PROBLEM TO WORK ON>
Rewrite the material from the line containing "Where can the front" through the end of the material, with both ends included and nothing outside that range. Keep every line, requests included, word for word, and offset each point coordinate in the answers by adding 135 to both of its numbers.

DATA SUPPLIED>
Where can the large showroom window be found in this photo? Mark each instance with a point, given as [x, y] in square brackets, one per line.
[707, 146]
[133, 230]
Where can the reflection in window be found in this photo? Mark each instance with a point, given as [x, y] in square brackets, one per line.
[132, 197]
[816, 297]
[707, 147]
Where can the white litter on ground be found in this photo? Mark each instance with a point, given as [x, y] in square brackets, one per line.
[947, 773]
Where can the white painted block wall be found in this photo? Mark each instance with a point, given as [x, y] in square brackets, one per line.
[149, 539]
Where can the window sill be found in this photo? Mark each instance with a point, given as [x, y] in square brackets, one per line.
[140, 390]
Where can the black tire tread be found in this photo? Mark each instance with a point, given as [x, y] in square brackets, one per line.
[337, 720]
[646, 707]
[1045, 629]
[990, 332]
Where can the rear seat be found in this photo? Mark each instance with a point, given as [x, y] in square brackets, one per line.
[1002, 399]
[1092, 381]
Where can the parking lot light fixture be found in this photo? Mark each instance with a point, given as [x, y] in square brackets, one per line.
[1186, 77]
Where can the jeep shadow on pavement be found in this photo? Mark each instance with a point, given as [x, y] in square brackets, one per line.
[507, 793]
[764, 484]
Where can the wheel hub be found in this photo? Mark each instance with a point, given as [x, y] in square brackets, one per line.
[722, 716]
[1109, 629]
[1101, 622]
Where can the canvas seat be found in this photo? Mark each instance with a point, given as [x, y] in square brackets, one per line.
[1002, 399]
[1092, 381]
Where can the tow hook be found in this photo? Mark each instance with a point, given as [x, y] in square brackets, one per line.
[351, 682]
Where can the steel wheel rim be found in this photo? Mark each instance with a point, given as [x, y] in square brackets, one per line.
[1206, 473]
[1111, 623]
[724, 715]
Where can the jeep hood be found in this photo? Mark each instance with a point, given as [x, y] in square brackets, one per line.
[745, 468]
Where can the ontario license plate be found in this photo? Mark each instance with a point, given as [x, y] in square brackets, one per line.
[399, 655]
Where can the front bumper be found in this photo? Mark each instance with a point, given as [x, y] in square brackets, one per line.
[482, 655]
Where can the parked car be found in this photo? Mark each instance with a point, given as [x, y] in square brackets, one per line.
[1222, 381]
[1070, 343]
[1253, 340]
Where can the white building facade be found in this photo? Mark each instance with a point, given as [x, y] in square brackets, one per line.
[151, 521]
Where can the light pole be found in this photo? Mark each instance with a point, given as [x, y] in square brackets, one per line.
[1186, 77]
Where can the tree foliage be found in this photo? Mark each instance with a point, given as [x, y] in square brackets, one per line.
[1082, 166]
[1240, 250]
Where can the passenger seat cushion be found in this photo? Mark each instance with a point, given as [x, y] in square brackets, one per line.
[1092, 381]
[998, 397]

REPLY>
Where can the front bumper be found in this photo? Mark each instance with a point, given as [x, y] in square brackets, one per line.
[617, 790]
Where can the parked car be found in this photo? Mark each instance with a point, given as [x, y] in square brackets, one per line.
[1357, 516]
[1205, 478]
[1388, 475]
Where can the white building facade be found in this photo? Mark each instance with a point, given as [x, y] in square brackets, one per line.
[286, 656]
Where can the light pole be found in this photo? Mark each instance with a point, given as [x, y] in square brackets, one per line.
[1321, 212]
Where can the tree foliage be found in this photo? Mark each instance with a point, given as [x, y] in square brackets, one per line.
[1217, 301]
[1375, 385]
Where can the passenger seat cushion be found in this photo? Mark each instance with a point, given as [x, y] in square brackets, one per line.
[1227, 516]
[1133, 532]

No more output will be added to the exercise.